Tally the lines in the data that follows that include the word "Target", and report nothing but the total.

### DATA
☆ ☆ ☆ ☆

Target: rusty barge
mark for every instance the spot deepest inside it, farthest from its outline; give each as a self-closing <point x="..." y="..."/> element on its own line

☆ ☆ ☆ ☆

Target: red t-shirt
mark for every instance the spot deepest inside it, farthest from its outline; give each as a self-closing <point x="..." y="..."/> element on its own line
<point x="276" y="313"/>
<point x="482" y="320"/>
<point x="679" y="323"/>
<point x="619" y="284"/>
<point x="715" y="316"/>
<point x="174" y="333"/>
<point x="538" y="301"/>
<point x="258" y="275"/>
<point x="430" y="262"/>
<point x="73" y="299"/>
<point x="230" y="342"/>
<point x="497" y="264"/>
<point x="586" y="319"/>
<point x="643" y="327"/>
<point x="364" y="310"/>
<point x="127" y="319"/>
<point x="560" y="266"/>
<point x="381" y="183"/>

☆ ☆ ☆ ☆

### RESPONSE BELOW
2